_Activity_: Include in the output the line containing "metal display rack." and each subsequent line of the records, through the end, transcribed exactly. Add nothing else.

Referring expression pointing data
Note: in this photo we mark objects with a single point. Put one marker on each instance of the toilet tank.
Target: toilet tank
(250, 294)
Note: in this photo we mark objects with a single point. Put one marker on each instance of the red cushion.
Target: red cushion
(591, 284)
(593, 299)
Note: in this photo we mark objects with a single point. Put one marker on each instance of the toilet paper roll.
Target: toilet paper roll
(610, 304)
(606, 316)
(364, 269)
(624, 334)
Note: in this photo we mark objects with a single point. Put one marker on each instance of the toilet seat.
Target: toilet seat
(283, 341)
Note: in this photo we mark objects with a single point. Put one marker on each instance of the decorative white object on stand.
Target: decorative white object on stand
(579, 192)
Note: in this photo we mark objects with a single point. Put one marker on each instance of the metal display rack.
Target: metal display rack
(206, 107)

_Response below_:
Note: in this photo we mark objects with a single point. Put one marker on each instance of the metal display rack.
Target: metal display rack
(206, 107)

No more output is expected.